TEXT PROVIDED
A method for tracking a target in computer vision is disclosed. The method generates an integral image (22) based on the input image. Then the image is split into portions (24). For each new portion a definite integral corresponding to the portion is computed using an integral image (25). Based on the definite integrals a new portion is chosen for splitting (26). The new portion is processed correspondingly and the processing is repeated until a termination condition is reached (27).

Description

    FIELD OF THE INVENTION
  • This invention is related to random number generating, optimization, and computer vision.
  • BACKGROUND OF THE INVENTION
  • Computer vision has been used in several different application fields. Different applications require different approaches as the problem varies according to the applications. For example, in quality control a computer vision system uses digital imaging for obtaining an image to be analyzed. The analysis may be, for example, a color analysis for paint or the number of knot holes in plank wood.

SUPPLIED ENTRIES
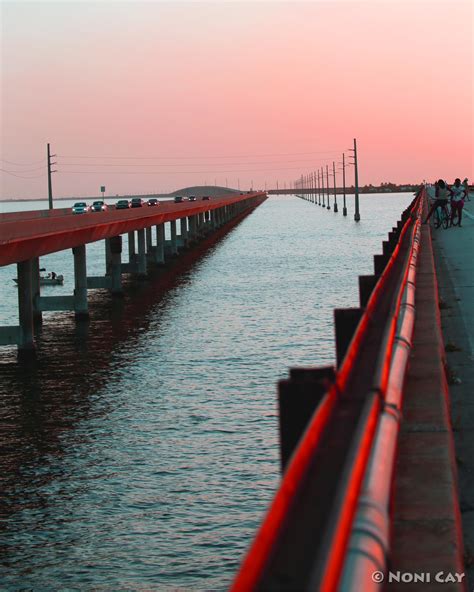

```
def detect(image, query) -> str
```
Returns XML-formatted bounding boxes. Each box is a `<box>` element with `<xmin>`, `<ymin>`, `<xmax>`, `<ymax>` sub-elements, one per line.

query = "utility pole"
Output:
<box><xmin>326</xmin><ymin>165</ymin><xmax>331</xmax><ymax>210</ymax></box>
<box><xmin>47</xmin><ymin>143</ymin><xmax>57</xmax><ymax>210</ymax></box>
<box><xmin>318</xmin><ymin>169</ymin><xmax>321</xmax><ymax>206</ymax></box>
<box><xmin>354</xmin><ymin>138</ymin><xmax>360</xmax><ymax>222</ymax></box>
<box><xmin>321</xmin><ymin>167</ymin><xmax>326</xmax><ymax>208</ymax></box>
<box><xmin>342</xmin><ymin>152</ymin><xmax>347</xmax><ymax>216</ymax></box>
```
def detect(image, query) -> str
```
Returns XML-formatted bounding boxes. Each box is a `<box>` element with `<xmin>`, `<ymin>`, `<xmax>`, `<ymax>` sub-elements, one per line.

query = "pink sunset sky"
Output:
<box><xmin>0</xmin><ymin>0</ymin><xmax>474</xmax><ymax>199</ymax></box>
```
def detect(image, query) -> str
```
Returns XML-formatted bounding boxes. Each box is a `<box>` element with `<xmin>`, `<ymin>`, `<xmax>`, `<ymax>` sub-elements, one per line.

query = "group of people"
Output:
<box><xmin>424</xmin><ymin>178</ymin><xmax>470</xmax><ymax>226</ymax></box>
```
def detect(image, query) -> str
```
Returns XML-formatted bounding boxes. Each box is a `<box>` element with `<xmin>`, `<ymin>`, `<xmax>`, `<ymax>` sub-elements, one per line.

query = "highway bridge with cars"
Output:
<box><xmin>0</xmin><ymin>192</ymin><xmax>267</xmax><ymax>354</ymax></box>
<box><xmin>0</xmin><ymin>188</ymin><xmax>474</xmax><ymax>592</ymax></box>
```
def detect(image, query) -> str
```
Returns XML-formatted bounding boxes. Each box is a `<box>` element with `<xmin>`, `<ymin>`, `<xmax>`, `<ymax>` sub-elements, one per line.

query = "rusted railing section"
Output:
<box><xmin>232</xmin><ymin>189</ymin><xmax>424</xmax><ymax>592</ymax></box>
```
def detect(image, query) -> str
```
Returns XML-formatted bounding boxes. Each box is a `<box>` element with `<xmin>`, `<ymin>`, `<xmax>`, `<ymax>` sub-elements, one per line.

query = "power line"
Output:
<box><xmin>58</xmin><ymin>167</ymin><xmax>330</xmax><ymax>175</ymax></box>
<box><xmin>0</xmin><ymin>158</ymin><xmax>46</xmax><ymax>166</ymax></box>
<box><xmin>58</xmin><ymin>158</ymin><xmax>344</xmax><ymax>167</ymax></box>
<box><xmin>57</xmin><ymin>150</ymin><xmax>342</xmax><ymax>160</ymax></box>
<box><xmin>0</xmin><ymin>169</ymin><xmax>46</xmax><ymax>179</ymax></box>
<box><xmin>1</xmin><ymin>166</ymin><xmax>44</xmax><ymax>173</ymax></box>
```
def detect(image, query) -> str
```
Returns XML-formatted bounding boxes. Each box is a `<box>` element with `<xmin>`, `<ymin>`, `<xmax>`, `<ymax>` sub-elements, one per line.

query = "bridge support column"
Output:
<box><xmin>72</xmin><ymin>241</ymin><xmax>88</xmax><ymax>320</ymax></box>
<box><xmin>209</xmin><ymin>210</ymin><xmax>217</xmax><ymax>230</ymax></box>
<box><xmin>278</xmin><ymin>366</ymin><xmax>335</xmax><ymax>473</ymax></box>
<box><xmin>105</xmin><ymin>238</ymin><xmax>112</xmax><ymax>275</ymax></box>
<box><xmin>334</xmin><ymin>308</ymin><xmax>365</xmax><ymax>368</ymax></box>
<box><xmin>128</xmin><ymin>230</ymin><xmax>137</xmax><ymax>263</ymax></box>
<box><xmin>137</xmin><ymin>228</ymin><xmax>147</xmax><ymax>277</ymax></box>
<box><xmin>17</xmin><ymin>259</ymin><xmax>35</xmax><ymax>352</ymax></box>
<box><xmin>110</xmin><ymin>236</ymin><xmax>123</xmax><ymax>296</ymax></box>
<box><xmin>31</xmin><ymin>257</ymin><xmax>43</xmax><ymax>325</ymax></box>
<box><xmin>145</xmin><ymin>226</ymin><xmax>153</xmax><ymax>261</ymax></box>
<box><xmin>155</xmin><ymin>224</ymin><xmax>165</xmax><ymax>265</ymax></box>
<box><xmin>170</xmin><ymin>220</ymin><xmax>178</xmax><ymax>257</ymax></box>
<box><xmin>189</xmin><ymin>215</ymin><xmax>197</xmax><ymax>242</ymax></box>
<box><xmin>180</xmin><ymin>218</ymin><xmax>188</xmax><ymax>247</ymax></box>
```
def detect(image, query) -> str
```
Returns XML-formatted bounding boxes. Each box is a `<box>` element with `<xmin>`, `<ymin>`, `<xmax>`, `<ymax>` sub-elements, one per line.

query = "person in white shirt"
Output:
<box><xmin>449</xmin><ymin>179</ymin><xmax>466</xmax><ymax>226</ymax></box>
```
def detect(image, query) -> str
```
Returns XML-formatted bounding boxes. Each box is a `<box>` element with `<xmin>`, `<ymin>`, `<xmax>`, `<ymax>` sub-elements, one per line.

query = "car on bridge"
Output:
<box><xmin>91</xmin><ymin>201</ymin><xmax>109</xmax><ymax>212</ymax></box>
<box><xmin>72</xmin><ymin>201</ymin><xmax>91</xmax><ymax>214</ymax></box>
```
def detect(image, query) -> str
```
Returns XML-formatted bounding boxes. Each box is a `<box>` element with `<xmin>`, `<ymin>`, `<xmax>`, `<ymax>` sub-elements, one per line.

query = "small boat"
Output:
<box><xmin>13</xmin><ymin>274</ymin><xmax>64</xmax><ymax>286</ymax></box>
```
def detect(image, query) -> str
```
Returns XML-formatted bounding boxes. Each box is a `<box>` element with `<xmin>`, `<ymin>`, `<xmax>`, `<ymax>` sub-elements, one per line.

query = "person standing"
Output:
<box><xmin>462</xmin><ymin>177</ymin><xmax>471</xmax><ymax>201</ymax></box>
<box><xmin>423</xmin><ymin>179</ymin><xmax>448</xmax><ymax>224</ymax></box>
<box><xmin>449</xmin><ymin>179</ymin><xmax>466</xmax><ymax>226</ymax></box>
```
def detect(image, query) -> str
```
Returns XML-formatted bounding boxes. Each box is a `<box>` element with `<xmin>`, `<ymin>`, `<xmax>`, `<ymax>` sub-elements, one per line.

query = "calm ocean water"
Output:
<box><xmin>0</xmin><ymin>194</ymin><xmax>412</xmax><ymax>592</ymax></box>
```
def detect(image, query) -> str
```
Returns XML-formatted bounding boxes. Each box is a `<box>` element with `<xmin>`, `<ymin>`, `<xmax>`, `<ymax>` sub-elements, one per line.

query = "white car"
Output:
<box><xmin>72</xmin><ymin>201</ymin><xmax>91</xmax><ymax>214</ymax></box>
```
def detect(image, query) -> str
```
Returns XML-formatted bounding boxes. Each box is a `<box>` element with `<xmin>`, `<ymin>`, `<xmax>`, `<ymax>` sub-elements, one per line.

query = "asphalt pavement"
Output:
<box><xmin>431</xmin><ymin>193</ymin><xmax>474</xmax><ymax>589</ymax></box>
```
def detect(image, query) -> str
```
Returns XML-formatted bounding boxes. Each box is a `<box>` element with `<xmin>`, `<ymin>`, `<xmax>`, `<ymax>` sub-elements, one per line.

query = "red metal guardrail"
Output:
<box><xmin>232</xmin><ymin>189</ymin><xmax>424</xmax><ymax>592</ymax></box>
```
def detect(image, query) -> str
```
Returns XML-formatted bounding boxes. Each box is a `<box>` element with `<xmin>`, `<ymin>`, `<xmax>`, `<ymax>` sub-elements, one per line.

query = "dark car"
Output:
<box><xmin>91</xmin><ymin>201</ymin><xmax>109</xmax><ymax>212</ymax></box>
<box><xmin>72</xmin><ymin>201</ymin><xmax>91</xmax><ymax>214</ymax></box>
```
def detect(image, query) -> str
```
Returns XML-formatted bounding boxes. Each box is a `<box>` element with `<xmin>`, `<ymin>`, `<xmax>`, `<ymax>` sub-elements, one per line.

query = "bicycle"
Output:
<box><xmin>450</xmin><ymin>202</ymin><xmax>459</xmax><ymax>226</ymax></box>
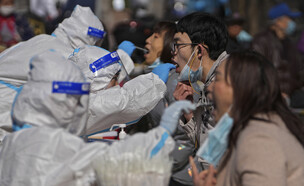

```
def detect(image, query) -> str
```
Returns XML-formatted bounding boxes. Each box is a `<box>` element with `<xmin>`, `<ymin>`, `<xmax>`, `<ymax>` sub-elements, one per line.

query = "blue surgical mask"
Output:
<box><xmin>196</xmin><ymin>112</ymin><xmax>233</xmax><ymax>166</ymax></box>
<box><xmin>178</xmin><ymin>48</ymin><xmax>203</xmax><ymax>83</ymax></box>
<box><xmin>285</xmin><ymin>20</ymin><xmax>296</xmax><ymax>35</ymax></box>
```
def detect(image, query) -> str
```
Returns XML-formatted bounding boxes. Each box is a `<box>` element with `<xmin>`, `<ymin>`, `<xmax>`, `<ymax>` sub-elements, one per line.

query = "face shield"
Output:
<box><xmin>69</xmin><ymin>46</ymin><xmax>134</xmax><ymax>93</ymax></box>
<box><xmin>52</xmin><ymin>5</ymin><xmax>105</xmax><ymax>49</ymax></box>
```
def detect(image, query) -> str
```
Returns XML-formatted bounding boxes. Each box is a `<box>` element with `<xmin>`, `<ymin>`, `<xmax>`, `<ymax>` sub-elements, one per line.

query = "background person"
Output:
<box><xmin>192</xmin><ymin>51</ymin><xmax>304</xmax><ymax>185</ymax></box>
<box><xmin>170</xmin><ymin>12</ymin><xmax>228</xmax><ymax>185</ymax></box>
<box><xmin>252</xmin><ymin>3</ymin><xmax>304</xmax><ymax>107</ymax></box>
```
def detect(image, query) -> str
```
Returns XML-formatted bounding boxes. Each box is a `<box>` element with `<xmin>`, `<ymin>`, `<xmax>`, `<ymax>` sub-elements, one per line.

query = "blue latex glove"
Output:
<box><xmin>152</xmin><ymin>63</ymin><xmax>176</xmax><ymax>83</ymax></box>
<box><xmin>118</xmin><ymin>41</ymin><xmax>135</xmax><ymax>56</ymax></box>
<box><xmin>160</xmin><ymin>100</ymin><xmax>196</xmax><ymax>135</ymax></box>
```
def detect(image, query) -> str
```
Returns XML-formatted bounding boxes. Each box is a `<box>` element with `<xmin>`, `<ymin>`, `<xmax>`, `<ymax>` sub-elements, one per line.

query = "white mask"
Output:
<box><xmin>0</xmin><ymin>5</ymin><xmax>15</xmax><ymax>16</ymax></box>
<box><xmin>178</xmin><ymin>50</ymin><xmax>203</xmax><ymax>83</ymax></box>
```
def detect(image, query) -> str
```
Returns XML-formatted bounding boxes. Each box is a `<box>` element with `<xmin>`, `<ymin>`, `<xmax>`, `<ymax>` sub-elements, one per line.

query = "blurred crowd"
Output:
<box><xmin>0</xmin><ymin>0</ymin><xmax>304</xmax><ymax>186</ymax></box>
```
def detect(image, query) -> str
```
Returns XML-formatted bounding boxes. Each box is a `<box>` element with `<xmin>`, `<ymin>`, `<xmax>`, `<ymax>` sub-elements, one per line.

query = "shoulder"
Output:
<box><xmin>236</xmin><ymin>115</ymin><xmax>290</xmax><ymax>159</ymax></box>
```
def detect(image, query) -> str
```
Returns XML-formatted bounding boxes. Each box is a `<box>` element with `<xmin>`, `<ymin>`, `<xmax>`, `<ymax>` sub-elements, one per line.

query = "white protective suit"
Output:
<box><xmin>69</xmin><ymin>46</ymin><xmax>166</xmax><ymax>135</ymax></box>
<box><xmin>0</xmin><ymin>6</ymin><xmax>104</xmax><ymax>129</ymax></box>
<box><xmin>0</xmin><ymin>51</ymin><xmax>174</xmax><ymax>186</ymax></box>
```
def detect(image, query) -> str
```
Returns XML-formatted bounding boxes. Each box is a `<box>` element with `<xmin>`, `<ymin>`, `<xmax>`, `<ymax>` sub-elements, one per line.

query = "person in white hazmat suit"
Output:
<box><xmin>0</xmin><ymin>51</ymin><xmax>195</xmax><ymax>186</ymax></box>
<box><xmin>69</xmin><ymin>46</ymin><xmax>174</xmax><ymax>135</ymax></box>
<box><xmin>0</xmin><ymin>5</ymin><xmax>105</xmax><ymax>135</ymax></box>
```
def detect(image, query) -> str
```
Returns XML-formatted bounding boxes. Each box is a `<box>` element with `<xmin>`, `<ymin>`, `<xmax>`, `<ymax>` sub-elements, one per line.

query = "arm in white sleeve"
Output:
<box><xmin>86</xmin><ymin>73</ymin><xmax>166</xmax><ymax>134</ymax></box>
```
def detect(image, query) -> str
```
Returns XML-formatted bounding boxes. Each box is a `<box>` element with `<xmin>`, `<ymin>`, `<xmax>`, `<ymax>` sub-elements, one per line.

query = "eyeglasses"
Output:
<box><xmin>171</xmin><ymin>43</ymin><xmax>199</xmax><ymax>54</ymax></box>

WHAT TO WORK ON
A – Print the passage of the target-tracking patent text between "A method for" and "is reached (27).", inclusive, exactly as it appears.
B – Proceed with the target-tracking patent text, picking up right after its last sentence.

RESULTS FOR THE EXERCISE
A –
A method for tracking a target in computer vision is disclosed. The method generates an integral image (22) based on the input image. Then the image is split into portions (24). For each new portion a definite integral corresponding to the portion is computed using an integral image (25). Based on the definite integrals a new portion is chosen for splitting (26). The new portion is processed correspondingly and the processing is repeated until a termination condition is reached (27).

B –
  • One possible application of computer vision is model-based vision wherein a target, such as a face, needs to be detected in an image. It is possible to use special targets, such as a special suit for gaming, in order to facilitate easier recognition. However, in some applications it is necessary to recognize natural features from the face or other body parts. Similarly it is possible to recognize other objects based on the shape or form of the object to be recognized. Recognition data can be used for several purposes, for example, for determining the movement of an object or for identifying the object.
  • The problem in such model-based vision is that it is computationally very difficult. The observations can be in different positions. Furthermore, in the real world the observations may be rotated around any axis. Thus, a simple model and observation comparison is not suitable as the parameter space is too large for an exhaustive search.
  • Previously this problem has been solved by optimization and Bayesian estimation methods, such as genetic algorithms and particle filters. Drawbacks of the prior art are that the methods require too much computing power for many real-time applications and that finding the optimum model parameters is uncertain.
  • In order to facilitate the understanding of the present invention the mathematical and data processing principles behind the present invention are explained.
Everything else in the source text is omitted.